Textauszug:
════════
# Laptop für's Studium + Spielen gesucht



## Grevenrot (15. September 2013)

*Laptop für's Studium + Spielen gesucht*

Guten Tag.

Im Oktober beginnt mein Studium und ich suche einen Laptop hierfür, der auch eine zufriedenstellende Spielleistung für ein oder zwei Spiele bietet. Mein Budget wäre im Bereich bis 700 Euro anzusiedeln. Ich würde mich über Empfehlungen etc. von euch sehr freuen 

MfG Grevenrot


----------



## chbdiablo (15. September 2013)

Wäre gut zu wissen, welche Spiele du meinst. Solitär und Battlefield 4 haben ganz andere Ansprüche.


----------



## Grevenrot (15. September 2013)
════════
Aufgabe 1:
Führe alle Beiträge im Textauszug auf, jeweils mit Verfasser und Datum aus der Überschrift des Beitrags.
Aufgabe 2:
Prüfe, ob die folgenden Aussagen zum Textauszug stimmen, und belege jede Antwort mit einem wörtlichen Zitat daraus: (a) Das Studium beginnt im Oktober. (b) Das Budget reicht bis 1000 Euro. (c) chbdiablo möchte wissen, welche Spiele gemeint sind.

Datenzeilen:
════════
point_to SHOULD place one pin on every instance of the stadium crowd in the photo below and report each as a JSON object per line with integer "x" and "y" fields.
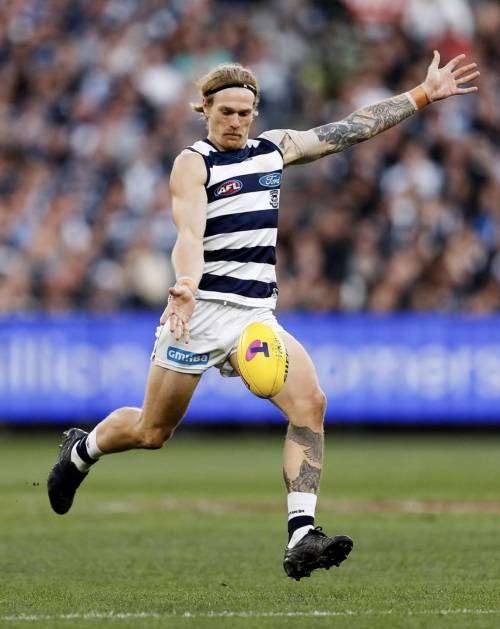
{"x": 94, "y": 107}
════════
Endergebnis 1:
- Grevenrot (15. September 2013)
- chbdiablo (15. September 2013)
- Grevenrot (15. September 2013)

Endergebnis 2:
(a) Ja: „Im Oktober beginnt mein Studium“
(b) Nein: „Mein Budget wäre im Bereich bis 700 Euro anzusiedeln.“
(c) Ja: „Wäre gut zu wissen, welche Spiele du meinst.“